--- Directions ---
Copy out every row in the stretch from the line containing "Guideline: the keypoint for each instance of the white tape" through the line containing "Guideline: the keypoint for each instance of the microphone sits", keeping all wording as is. Multiply each answer coordinate by 1.5 and round it to a whole number, with halves rounded up.

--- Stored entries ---
——

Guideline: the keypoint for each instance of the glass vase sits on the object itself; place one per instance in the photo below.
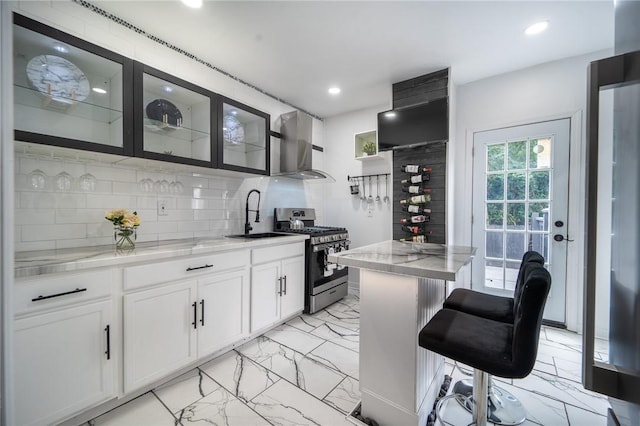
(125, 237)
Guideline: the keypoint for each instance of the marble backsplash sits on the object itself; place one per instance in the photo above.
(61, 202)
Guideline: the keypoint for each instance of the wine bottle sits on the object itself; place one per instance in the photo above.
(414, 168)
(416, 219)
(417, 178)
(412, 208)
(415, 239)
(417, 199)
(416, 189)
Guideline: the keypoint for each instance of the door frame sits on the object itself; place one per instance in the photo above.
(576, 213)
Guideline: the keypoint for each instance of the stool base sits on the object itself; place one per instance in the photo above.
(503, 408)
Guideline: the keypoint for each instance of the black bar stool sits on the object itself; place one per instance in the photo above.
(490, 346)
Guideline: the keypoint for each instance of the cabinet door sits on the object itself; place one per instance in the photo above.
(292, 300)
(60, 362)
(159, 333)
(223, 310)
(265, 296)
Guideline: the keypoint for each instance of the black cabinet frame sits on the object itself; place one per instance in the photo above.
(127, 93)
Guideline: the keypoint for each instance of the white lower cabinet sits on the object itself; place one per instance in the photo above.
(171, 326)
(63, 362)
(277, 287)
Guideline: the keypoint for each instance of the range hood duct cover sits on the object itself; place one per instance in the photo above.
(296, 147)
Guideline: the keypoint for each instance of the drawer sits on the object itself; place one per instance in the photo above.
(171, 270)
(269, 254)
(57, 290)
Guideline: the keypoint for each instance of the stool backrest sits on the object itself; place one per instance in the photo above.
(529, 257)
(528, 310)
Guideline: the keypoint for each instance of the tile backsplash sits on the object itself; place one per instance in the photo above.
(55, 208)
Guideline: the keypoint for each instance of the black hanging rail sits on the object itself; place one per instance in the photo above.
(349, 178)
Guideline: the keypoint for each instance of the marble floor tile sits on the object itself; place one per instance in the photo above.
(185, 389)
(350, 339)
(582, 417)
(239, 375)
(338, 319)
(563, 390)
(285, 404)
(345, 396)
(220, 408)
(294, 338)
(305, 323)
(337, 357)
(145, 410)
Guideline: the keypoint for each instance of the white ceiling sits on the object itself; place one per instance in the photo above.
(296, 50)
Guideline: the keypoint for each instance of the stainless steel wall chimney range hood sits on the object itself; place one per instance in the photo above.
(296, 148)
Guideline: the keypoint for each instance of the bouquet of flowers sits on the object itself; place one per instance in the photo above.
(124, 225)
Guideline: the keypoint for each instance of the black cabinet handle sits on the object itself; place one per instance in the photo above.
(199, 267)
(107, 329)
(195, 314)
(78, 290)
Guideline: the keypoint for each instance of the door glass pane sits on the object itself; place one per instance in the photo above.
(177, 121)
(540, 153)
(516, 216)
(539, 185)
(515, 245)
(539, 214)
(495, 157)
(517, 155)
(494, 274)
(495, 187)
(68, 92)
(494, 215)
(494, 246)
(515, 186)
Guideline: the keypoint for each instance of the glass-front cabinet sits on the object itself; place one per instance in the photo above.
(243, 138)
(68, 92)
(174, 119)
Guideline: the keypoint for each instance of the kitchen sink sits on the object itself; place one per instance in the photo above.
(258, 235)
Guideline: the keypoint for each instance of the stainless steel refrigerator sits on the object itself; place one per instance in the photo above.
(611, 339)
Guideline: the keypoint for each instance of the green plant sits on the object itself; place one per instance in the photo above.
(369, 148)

——

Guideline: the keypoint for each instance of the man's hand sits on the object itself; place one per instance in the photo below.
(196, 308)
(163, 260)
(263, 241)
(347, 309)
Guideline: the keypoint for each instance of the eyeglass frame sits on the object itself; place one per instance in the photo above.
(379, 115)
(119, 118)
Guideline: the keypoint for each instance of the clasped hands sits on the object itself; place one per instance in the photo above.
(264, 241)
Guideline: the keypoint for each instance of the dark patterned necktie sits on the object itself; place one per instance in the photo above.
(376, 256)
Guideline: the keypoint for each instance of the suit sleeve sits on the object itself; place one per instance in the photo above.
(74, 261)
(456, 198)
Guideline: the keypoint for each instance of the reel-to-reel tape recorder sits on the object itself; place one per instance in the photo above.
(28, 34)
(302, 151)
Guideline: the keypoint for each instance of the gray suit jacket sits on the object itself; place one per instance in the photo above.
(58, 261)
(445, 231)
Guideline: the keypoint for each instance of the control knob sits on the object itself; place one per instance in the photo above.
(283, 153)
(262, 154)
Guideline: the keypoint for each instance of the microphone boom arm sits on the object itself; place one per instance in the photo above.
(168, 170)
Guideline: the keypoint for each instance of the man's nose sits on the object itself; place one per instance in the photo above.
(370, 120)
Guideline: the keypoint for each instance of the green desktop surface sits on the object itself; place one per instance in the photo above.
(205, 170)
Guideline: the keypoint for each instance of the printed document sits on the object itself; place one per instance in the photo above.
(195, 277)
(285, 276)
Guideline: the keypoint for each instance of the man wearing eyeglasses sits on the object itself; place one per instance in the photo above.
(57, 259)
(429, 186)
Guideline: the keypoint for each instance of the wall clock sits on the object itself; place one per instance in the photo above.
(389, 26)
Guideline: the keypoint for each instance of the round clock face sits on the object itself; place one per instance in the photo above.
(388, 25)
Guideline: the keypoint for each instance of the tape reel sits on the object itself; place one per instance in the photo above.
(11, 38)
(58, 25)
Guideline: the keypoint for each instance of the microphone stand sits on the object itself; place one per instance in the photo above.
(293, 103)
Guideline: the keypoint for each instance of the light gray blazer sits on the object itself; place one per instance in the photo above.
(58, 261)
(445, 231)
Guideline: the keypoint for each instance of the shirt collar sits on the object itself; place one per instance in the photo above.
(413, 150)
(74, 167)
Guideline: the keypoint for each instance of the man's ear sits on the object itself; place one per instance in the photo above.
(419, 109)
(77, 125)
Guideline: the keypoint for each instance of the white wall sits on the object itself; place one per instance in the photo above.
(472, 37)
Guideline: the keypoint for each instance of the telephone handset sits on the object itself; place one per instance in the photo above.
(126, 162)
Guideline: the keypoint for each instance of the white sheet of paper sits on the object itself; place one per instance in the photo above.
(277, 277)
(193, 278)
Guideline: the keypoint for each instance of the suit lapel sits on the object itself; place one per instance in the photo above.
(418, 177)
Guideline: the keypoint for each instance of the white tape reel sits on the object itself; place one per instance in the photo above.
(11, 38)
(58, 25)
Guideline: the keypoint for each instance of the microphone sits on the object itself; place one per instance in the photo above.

——

--- Answer to this problem ---
Guideline: the keypoint for each instance of the white tape reel sits on the object itself; place one per instance in the photo above.
(17, 57)
(87, 38)
Guideline: the keypoint for each instance of the microphone sits on the object itself; place one per instance in the photo above.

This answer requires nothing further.